We must also keep an eye on what is going on at Westminster and in the Inland Revenue, because we cannot depart too far from the basic concepts that they are seeking to adopt. I do not think that this bill strays too far in that respect; however, it could cause problems if the UK Charities Bill goes off in a different direction from ours.
Furthermore, many issues still have to be dealt with. In that respect, Frank McAveety mentioned sport and Annabel Goldie referred to guide dogs. Such examples illustrate my point that we must ensure that the final form of the bill deals correctly with all these matters and that no one is left out by mistake.
We should also give more thought to the emerging area of community enterprise and the social economy. We are getting away from this idea that charities are bunches of do-gooders who receive grants to go off and do something. More and more, they are developing non-profit-distributing but profitable organisations that work in the marketplace but deliver benefits to the community, and we have to ensure that the proposed legislation does not unintentionally hamper them.

▶ _Data lines_:
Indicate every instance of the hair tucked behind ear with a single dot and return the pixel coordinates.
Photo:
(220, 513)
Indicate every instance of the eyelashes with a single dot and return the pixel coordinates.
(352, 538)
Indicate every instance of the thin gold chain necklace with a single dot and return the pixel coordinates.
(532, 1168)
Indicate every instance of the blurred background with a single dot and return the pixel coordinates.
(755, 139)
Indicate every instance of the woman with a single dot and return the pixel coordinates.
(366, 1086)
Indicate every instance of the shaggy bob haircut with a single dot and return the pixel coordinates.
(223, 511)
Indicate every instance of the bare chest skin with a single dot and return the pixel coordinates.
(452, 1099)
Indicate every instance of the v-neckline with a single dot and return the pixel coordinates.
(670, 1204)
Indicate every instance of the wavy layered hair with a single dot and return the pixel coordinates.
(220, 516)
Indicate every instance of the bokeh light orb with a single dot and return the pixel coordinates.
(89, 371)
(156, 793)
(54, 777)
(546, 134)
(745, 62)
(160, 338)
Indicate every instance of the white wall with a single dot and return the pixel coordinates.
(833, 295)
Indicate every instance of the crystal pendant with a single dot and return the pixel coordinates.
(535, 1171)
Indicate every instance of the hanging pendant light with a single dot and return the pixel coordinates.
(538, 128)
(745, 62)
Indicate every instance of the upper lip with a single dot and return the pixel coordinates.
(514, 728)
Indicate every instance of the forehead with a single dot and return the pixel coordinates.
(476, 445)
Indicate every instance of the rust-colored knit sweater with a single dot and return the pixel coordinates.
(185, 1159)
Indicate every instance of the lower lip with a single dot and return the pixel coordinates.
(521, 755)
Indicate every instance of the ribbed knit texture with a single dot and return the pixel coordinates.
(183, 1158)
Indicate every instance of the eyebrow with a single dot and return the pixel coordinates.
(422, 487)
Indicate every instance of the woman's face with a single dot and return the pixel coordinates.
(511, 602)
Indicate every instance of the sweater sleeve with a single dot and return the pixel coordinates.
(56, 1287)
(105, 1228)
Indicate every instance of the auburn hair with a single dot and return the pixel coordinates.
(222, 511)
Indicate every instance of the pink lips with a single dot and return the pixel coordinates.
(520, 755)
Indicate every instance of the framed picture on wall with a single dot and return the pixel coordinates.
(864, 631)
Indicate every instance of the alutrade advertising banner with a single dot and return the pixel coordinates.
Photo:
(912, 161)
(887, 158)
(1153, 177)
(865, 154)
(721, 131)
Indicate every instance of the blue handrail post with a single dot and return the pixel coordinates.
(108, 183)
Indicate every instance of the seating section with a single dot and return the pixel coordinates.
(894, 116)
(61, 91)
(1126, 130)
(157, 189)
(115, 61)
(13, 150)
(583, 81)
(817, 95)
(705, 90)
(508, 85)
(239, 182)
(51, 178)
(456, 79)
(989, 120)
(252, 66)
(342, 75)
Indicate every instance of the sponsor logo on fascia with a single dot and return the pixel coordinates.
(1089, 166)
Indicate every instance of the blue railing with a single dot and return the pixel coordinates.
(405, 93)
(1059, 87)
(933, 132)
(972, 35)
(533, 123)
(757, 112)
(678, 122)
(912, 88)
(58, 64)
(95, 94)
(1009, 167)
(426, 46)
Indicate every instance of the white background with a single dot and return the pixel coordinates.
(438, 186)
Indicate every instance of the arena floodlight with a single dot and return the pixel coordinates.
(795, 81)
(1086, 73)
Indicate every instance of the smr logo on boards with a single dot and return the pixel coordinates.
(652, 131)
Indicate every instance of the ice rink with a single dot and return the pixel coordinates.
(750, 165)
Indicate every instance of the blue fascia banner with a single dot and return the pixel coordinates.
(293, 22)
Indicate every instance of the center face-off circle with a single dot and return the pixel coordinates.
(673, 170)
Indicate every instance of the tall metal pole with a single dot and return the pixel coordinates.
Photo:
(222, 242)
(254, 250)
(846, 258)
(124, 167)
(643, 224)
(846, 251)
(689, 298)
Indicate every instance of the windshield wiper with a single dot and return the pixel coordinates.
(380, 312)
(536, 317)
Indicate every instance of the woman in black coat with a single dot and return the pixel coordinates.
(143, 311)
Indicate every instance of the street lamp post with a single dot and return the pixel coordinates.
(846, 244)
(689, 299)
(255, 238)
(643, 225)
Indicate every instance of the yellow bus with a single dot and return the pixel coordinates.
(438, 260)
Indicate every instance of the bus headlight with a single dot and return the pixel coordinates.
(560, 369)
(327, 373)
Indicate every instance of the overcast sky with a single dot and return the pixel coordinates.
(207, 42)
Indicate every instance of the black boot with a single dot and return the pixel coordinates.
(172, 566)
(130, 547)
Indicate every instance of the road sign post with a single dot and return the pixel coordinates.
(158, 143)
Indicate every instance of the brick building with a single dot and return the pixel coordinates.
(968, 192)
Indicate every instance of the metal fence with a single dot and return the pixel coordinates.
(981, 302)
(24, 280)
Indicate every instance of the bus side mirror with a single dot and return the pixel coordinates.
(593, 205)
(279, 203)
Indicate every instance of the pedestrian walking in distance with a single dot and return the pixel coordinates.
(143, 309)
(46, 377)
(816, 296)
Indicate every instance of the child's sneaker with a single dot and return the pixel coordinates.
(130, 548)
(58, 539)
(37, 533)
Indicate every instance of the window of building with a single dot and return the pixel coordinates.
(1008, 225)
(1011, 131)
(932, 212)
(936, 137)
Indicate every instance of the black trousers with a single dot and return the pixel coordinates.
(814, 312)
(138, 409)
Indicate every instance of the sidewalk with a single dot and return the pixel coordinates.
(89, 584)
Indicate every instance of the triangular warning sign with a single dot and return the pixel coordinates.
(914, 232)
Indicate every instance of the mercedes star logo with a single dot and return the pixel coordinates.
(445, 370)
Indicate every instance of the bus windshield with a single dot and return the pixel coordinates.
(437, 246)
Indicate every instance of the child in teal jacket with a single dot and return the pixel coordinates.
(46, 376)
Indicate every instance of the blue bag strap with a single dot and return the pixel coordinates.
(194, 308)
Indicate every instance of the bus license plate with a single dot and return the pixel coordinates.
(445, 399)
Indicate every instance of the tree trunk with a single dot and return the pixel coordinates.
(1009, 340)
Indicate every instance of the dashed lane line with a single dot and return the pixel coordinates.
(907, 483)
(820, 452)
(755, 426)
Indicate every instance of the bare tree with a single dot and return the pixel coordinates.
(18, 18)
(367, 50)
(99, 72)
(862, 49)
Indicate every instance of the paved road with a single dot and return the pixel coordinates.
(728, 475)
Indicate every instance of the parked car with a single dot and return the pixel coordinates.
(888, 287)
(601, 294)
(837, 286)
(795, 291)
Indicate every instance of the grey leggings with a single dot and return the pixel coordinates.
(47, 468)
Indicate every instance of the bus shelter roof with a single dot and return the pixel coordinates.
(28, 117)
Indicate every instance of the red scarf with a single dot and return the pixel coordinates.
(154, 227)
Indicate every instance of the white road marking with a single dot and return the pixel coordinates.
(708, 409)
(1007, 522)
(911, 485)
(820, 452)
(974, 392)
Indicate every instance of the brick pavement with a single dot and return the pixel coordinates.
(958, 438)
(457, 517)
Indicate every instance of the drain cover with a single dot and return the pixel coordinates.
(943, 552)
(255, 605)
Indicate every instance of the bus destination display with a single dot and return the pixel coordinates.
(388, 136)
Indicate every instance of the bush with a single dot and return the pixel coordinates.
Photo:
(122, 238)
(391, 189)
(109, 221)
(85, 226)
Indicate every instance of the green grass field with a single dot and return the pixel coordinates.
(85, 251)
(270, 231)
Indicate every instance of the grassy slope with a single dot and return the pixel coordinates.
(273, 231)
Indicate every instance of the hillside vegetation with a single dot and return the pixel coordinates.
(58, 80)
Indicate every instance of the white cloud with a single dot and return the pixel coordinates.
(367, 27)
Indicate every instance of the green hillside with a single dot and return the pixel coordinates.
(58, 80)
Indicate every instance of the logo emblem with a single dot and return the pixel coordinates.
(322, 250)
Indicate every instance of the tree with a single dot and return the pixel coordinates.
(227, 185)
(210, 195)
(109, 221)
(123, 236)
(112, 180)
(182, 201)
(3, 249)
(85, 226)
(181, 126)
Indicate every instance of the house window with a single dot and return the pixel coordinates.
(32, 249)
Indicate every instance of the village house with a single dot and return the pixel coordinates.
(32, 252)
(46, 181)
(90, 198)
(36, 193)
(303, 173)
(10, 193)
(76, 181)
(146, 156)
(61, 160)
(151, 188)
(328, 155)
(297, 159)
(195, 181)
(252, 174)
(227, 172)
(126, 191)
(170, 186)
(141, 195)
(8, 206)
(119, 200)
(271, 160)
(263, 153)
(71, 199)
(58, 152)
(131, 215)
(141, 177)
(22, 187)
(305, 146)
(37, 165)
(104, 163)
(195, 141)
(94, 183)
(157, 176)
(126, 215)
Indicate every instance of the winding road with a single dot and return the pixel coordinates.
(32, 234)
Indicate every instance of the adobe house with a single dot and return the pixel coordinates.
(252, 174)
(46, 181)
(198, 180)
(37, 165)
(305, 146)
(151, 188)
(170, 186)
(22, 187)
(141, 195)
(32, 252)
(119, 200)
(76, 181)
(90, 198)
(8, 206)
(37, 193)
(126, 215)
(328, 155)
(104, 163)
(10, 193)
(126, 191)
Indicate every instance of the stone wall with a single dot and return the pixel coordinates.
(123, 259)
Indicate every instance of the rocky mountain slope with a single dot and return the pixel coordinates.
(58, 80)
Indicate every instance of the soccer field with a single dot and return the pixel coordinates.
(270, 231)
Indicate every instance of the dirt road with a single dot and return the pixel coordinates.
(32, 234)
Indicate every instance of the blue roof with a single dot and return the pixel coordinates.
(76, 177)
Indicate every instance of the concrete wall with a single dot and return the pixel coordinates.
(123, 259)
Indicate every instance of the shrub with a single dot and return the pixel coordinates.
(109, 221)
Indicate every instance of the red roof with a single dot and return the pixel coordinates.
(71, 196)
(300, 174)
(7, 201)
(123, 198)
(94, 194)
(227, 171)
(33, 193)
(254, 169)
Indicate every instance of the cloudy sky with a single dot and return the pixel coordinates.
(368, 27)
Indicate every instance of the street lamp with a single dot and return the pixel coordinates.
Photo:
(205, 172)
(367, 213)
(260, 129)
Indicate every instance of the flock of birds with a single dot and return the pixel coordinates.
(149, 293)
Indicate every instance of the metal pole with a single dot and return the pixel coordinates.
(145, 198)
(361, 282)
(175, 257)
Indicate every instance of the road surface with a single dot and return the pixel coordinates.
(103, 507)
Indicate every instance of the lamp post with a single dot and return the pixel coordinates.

▶ _Stated goal 1_: In the charities bill speech, what did Annabel Goldie refer to?
▶ _Stated goal 2_: Pick up the charities bill speech after its final sentence and carry it on in the same voice.

▶ _Exercise response 1_: Guide dogs.

▶ _Exercise response 2_:
They may well be helped by the Scottish charitable incorporated organisations. In my previous speech, I could not think of the word "incorporated"—it is not a word that I would normally use. The Scottish charitable incorporated organisations could help many people to develop social and charitable companies that are also profitable.
There are many good issues to pursue. The driving force must be what is beneficial to communities. We must not over-regulate. With the best will in the world, if somebody is an appointed regulator, there is a tendency to over-regulate rather than under-regulate. We must ensure in our rules that we do not fall into that trap. Regulation must be effective, but must be as light as possible.
I look forward to improving the bill, although I think that it is a very good start in dealing with a very important subject.
I congratulate the Communities Committee on a very good report, which I have read in full. Like the minister, Malcolm Chisholm, I congratulate the McFadden commission on its work. I want to echo Tricia Marwick's comments: I am sure that we have all heard different parts of the charitable sector asking for this sort of legislation. We must ensure that we get rid of the bad-news stories that really damage public giving. The tsunami appeal was fantastic, but many people are cagey about supporting certain charities. They want charities to have a kitemark, so to speak. This legislation will enable us to build public confidence.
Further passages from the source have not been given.